- Instruction: Reproduce the data below verbatim, preserving every line, word, and number without alteration.

- Supplied records:
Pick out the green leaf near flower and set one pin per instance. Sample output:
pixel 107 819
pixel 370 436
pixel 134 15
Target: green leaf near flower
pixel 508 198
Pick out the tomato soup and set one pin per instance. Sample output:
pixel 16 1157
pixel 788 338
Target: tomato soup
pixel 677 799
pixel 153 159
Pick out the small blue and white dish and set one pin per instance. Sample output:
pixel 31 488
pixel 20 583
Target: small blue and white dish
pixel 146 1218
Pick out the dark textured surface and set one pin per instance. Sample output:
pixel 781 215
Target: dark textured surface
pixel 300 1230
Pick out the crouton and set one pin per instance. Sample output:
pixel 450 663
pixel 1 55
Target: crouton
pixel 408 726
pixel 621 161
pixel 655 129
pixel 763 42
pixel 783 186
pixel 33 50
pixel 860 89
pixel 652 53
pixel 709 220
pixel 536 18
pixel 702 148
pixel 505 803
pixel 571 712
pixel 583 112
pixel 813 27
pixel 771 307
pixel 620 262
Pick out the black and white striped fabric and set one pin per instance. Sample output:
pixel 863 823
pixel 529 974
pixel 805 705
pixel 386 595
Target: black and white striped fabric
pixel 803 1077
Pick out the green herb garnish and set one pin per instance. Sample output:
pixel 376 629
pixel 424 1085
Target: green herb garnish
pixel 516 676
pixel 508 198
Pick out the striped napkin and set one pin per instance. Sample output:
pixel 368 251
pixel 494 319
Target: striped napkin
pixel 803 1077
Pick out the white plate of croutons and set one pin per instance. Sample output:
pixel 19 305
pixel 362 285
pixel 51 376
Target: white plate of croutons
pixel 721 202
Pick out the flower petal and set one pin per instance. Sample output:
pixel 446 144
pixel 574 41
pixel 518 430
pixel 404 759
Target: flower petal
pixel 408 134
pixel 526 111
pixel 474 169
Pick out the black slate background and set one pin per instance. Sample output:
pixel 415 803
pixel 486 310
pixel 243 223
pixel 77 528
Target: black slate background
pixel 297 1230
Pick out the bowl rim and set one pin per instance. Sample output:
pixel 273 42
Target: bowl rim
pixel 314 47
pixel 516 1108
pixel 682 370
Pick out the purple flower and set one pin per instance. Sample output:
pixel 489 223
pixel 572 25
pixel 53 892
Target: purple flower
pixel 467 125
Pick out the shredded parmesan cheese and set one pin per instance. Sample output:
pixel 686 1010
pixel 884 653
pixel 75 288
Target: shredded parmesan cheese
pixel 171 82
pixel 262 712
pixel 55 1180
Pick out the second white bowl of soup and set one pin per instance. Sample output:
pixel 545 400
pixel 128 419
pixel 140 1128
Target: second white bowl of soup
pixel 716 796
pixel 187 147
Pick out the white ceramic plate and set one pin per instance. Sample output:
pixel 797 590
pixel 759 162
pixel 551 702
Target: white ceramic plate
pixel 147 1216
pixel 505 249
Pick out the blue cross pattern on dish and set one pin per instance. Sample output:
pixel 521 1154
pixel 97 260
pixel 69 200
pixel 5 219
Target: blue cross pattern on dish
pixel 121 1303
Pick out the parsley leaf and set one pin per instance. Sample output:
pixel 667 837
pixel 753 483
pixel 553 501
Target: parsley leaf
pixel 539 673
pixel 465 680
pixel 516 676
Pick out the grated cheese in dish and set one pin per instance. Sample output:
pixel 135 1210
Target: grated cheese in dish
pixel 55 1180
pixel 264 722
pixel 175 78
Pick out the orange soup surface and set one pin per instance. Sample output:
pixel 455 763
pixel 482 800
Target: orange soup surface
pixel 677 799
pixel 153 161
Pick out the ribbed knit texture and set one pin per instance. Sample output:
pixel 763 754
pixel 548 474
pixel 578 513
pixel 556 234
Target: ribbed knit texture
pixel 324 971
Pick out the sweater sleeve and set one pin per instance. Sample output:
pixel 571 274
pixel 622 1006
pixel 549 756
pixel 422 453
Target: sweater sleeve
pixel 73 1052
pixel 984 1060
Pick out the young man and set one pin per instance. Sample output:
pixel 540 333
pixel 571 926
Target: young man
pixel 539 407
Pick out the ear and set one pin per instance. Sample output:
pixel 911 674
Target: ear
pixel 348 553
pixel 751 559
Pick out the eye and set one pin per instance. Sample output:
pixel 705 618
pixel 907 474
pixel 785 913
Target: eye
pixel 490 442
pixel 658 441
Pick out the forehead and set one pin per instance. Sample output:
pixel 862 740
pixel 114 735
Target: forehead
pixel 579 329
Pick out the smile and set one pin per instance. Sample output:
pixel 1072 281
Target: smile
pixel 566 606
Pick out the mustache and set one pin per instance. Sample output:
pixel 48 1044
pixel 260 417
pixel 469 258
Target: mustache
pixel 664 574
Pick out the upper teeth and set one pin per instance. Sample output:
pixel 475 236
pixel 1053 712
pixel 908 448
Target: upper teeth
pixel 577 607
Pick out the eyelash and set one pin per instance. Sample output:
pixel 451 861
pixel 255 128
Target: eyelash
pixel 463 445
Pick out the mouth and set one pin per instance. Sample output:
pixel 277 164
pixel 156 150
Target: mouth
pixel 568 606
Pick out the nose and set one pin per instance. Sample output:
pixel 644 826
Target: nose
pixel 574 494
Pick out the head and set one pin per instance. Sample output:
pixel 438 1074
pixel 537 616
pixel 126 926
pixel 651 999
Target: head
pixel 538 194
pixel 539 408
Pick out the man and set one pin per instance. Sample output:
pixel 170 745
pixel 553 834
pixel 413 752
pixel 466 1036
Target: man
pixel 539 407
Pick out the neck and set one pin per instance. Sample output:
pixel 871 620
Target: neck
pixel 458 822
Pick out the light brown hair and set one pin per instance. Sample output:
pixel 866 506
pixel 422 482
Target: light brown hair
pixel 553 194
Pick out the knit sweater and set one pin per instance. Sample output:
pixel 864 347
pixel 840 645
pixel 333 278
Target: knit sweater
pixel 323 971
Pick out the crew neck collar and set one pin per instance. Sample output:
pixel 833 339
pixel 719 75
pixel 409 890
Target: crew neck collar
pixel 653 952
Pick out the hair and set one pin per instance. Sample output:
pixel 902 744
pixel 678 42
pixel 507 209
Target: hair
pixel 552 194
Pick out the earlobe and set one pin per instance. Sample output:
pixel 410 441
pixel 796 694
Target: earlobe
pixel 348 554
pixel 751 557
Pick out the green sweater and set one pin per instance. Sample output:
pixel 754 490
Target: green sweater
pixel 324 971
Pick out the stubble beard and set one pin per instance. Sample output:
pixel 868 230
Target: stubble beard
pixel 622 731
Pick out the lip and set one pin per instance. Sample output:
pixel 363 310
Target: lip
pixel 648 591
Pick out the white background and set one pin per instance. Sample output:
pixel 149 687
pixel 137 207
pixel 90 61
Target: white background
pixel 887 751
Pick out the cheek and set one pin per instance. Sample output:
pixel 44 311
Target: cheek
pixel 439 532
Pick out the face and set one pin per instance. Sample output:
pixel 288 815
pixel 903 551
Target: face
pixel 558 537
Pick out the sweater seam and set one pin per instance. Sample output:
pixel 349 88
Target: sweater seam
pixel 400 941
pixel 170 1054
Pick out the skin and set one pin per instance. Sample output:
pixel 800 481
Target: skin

- Solution below:
Pick out the green leaf near flower and set one pin per instance. Sample output:
pixel 107 819
pixel 370 436
pixel 134 15
Target: green leaf near flower
pixel 508 198
Pick out the tomato soup and set one pin per instance. Sample output:
pixel 16 1157
pixel 788 338
Target: tomato soup
pixel 677 799
pixel 153 159
Pick out the small blue and white dish and set one pin per instance. Sample output:
pixel 31 488
pixel 20 583
Target: small blue and white dish
pixel 146 1218
Pick out the dark textured surface and set one pin per instance. Sample output:
pixel 781 215
Target: dark textured surface
pixel 300 1230
Pick out the crouton and set one pin per instance. Sample output:
pixel 450 663
pixel 1 55
Target: crouton
pixel 408 726
pixel 621 161
pixel 655 129
pixel 763 42
pixel 783 186
pixel 33 50
pixel 860 89
pixel 652 53
pixel 709 220
pixel 536 18
pixel 702 148
pixel 505 803
pixel 571 712
pixel 583 112
pixel 813 27
pixel 771 307
pixel 620 262
Pick out the black and white striped fabric and set one pin per instance. Sample output:
pixel 863 823
pixel 529 974
pixel 805 705
pixel 386 595
Target: black and white striped fabric
pixel 803 1077
Pick out the green herb garnish and set one pin per instance. Sample output:
pixel 376 629
pixel 424 1085
Target: green herb garnish
pixel 516 676
pixel 508 198
Pick out the striped napkin and set one pin per instance. Sample output:
pixel 368 251
pixel 494 319
Target: striped napkin
pixel 803 1077
Pick out the white plate of croutons and set one pin per instance. Sample output:
pixel 19 305
pixel 362 285
pixel 51 376
Target: white plate of croutons
pixel 721 202
Pick out the flower petal and set one pin per instance. Sample output:
pixel 446 144
pixel 574 41
pixel 518 430
pixel 404 759
Target: flower petal
pixel 408 134
pixel 526 111
pixel 474 169
Pick out the black slate background and set one pin per instance. Sample output:
pixel 415 803
pixel 486 310
pixel 243 223
pixel 77 528
Target: black slate background
pixel 297 1230
Pick out the bowl rim and set one pin per instance. Sample output:
pixel 273 42
Target: bowl rim
pixel 314 47
pixel 516 1108
pixel 682 370
Pick out the purple flower and set one pin per instance. Sample output:
pixel 489 223
pixel 572 25
pixel 53 892
Target: purple flower
pixel 467 125
Pick out the shredded parmesan cheese and set one pin per instance. Sample output:
pixel 686 1010
pixel 884 653
pixel 75 288
Target: shredded parmesan cheese
pixel 171 82
pixel 262 712
pixel 55 1180
Pick out the second white bowl of soup and set one pin per instance. Sample output:
pixel 545 400
pixel 128 419
pixel 140 1128
Target: second white bowl of soup
pixel 716 796
pixel 187 147
Pick out the white ceramic plate and set one pin per instance. Sample output:
pixel 797 590
pixel 759 162
pixel 551 702
Target: white ceramic plate
pixel 147 1216
pixel 505 249
Pick out the blue cross pattern on dish and set one pin per instance. Sample output:
pixel 521 1154
pixel 97 260
pixel 69 200
pixel 5 219
Target: blue cross pattern on dish
pixel 121 1303
Pick out the parsley leaf and set one pin per instance. Sample output:
pixel 667 837
pixel 753 483
pixel 553 501
Target: parsley leaf
pixel 539 673
pixel 465 680
pixel 516 676
Pick out the grated cheese in dish and set one pin per instance. Sample output:
pixel 135 1210
Target: grated cheese in dish
pixel 55 1180
pixel 264 722
pixel 175 78
Pick out the orange soup surface and set one pin per instance. Sample output:
pixel 455 763
pixel 482 800
Target: orange soup surface
pixel 677 799
pixel 153 161
Pick out the ribbed knit texture and set one pin per instance. Sample output:
pixel 763 754
pixel 548 474
pixel 578 513
pixel 556 234
Target: ribbed knit texture
pixel 324 971
Pick out the sweater sleeve and set one pin per instance. Sample output:
pixel 571 274
pixel 622 1006
pixel 549 756
pixel 422 453
Target: sweater sleeve
pixel 73 1052
pixel 984 1060
Pick out the young man and set one pin per instance. Sample output:
pixel 540 333
pixel 571 926
Target: young man
pixel 539 407
Pick out the ear and set one pin per instance. Sample output:
pixel 911 674
Target: ear
pixel 348 553
pixel 751 559
Pick out the eye and set one pin per instance. Sample output:
pixel 705 618
pixel 907 474
pixel 785 913
Target: eye
pixel 490 442
pixel 658 441
Pick out the forehead and set one pin per instance. Sample output:
pixel 862 740
pixel 114 735
Target: forehead
pixel 579 329
Pick out the smile and set one pin per instance. Sample output:
pixel 1072 281
Target: smile
pixel 566 606
Pick out the mustache and set one pin per instance. Sample output:
pixel 48 1044
pixel 260 417
pixel 469 258
Target: mustache
pixel 664 574
Pick out the upper teeth and set one pin per instance. Sample output:
pixel 475 236
pixel 1053 712
pixel 908 448
Target: upper teeth
pixel 577 607
Pick out the eyelash and set one pin per instance. Sample output:
pixel 451 861
pixel 255 128
Target: eyelash
pixel 463 445
Pick out the mouth and set one pin per instance. Sample output:
pixel 277 164
pixel 156 150
Target: mouth
pixel 568 606
Pick out the nose and set one pin per instance. Sample output:
pixel 644 826
Target: nose
pixel 574 494
Pick out the head and set one pin per instance. Sample output:
pixel 438 1074
pixel 537 616
pixel 126 926
pixel 651 999
Target: head
pixel 538 194
pixel 539 408
Pick out the man and set one pin per instance. Sample output:
pixel 170 745
pixel 553 834
pixel 413 752
pixel 466 1036
Target: man
pixel 539 407
Pick out the neck and set one pin per instance. Sample output:
pixel 871 620
Target: neck
pixel 458 822
Pick out the light brown hair and set one pin per instance. Sample output:
pixel 866 506
pixel 422 482
Target: light brown hair
pixel 553 194
Pick out the knit sweater and set one pin per instance. Sample output:
pixel 864 347
pixel 840 645
pixel 333 278
Target: knit sweater
pixel 323 971
Pick out the crew neck collar and set one pin per instance. Sample output:
pixel 833 339
pixel 719 75
pixel 409 890
Target: crew neck collar
pixel 653 952
Pick out the hair and set one pin per instance. Sample output:
pixel 902 744
pixel 678 42
pixel 507 209
Target: hair
pixel 552 194
Pick out the earlobe and set one pin per instance. Sample output:
pixel 410 441
pixel 796 694
Target: earlobe
pixel 348 554
pixel 751 557
Pick out the green sweater and set one pin per instance. Sample output:
pixel 754 490
Target: green sweater
pixel 324 971
Pick out the stubble beard and set one pin per instance. Sample output:
pixel 868 230
Target: stubble beard
pixel 622 731
Pick out the lip and set one pin per instance. Sample output:
pixel 363 310
Target: lip
pixel 648 591
Pick out the white background and set one pin per instance. Sample output:
pixel 149 687
pixel 137 207
pixel 90 61
Target: white background
pixel 887 751
Pick out the cheek and set one pin per instance. Sample output:
pixel 44 311
Target: cheek
pixel 439 532
Pick out the face and set one pin per instance. Sample output:
pixel 288 815
pixel 903 551
Target: face
pixel 558 537
Pick out the sweater seam and set one pin per instance. Sample output:
pixel 349 88
Target: sweater seam
pixel 400 941
pixel 170 1054
Pick out the skin and set one pin per instance. Sample output:
pixel 800 481
Target: skin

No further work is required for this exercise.